Reproduce the listing below line for line, without changing anything.

§ Exercise inputs
-- start --

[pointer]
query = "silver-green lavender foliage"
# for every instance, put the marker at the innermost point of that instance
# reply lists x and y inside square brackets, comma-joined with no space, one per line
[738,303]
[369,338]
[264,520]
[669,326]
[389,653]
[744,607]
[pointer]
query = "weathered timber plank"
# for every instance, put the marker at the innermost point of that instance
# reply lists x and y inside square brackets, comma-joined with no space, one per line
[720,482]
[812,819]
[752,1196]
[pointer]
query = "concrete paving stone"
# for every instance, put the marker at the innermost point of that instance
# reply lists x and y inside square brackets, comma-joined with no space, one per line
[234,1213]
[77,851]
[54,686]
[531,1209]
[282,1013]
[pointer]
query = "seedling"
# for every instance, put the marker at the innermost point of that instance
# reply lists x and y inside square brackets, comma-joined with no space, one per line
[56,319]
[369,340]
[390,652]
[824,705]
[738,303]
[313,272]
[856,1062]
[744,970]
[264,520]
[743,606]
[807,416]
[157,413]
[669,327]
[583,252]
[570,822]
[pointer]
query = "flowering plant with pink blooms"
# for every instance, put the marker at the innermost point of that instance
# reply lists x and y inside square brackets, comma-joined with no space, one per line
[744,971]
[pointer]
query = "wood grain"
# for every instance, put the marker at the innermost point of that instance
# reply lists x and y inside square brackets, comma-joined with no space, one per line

-- end --

§ Task result
[pointer]
query = "silver-green lavender foliage"
# for every instance, put the marker at the innermost point of that instance
# reply lists x and y inside square brackets, comma-joined with no space, one per line
[738,303]
[369,338]
[264,520]
[669,326]
[389,653]
[744,607]
[pointer]
query = "weathered timber plank"
# for every instance, put the marker at the innermost point of that instance
# reply lists x and y inside square brackets, comma-joined with no space, one per line
[720,482]
[812,819]
[752,1196]
[pointer]
query = "concrete paving stone"
# for every instance, put the marker at the innermost point of that instance
# reply lists x and y inside square brackets, comma-joined with no space, one per line
[234,1213]
[77,851]
[54,686]
[531,1209]
[282,1013]
[pointer]
query = "seedling"
# for every instance, put the marker at the innermost point of that instance
# reply lists x and y inside square brackets, comma-joined with no space, one per line
[56,319]
[369,340]
[390,652]
[824,705]
[738,303]
[313,272]
[856,1062]
[744,970]
[264,520]
[743,606]
[807,416]
[157,413]
[669,327]
[583,252]
[570,822]
[pointer]
query = "flowering plant with pink blooms"
# for every instance, put the marker at the innermost point of that instance
# reply lists x and y inside square brackets, comma-joined with no space, one per line
[744,971]
[pointer]
query = "wood grain"
# for every instance, put the marker at the innermost point of that instance
# reply lists x and y inside square brackets, comma-joined with no space, one per line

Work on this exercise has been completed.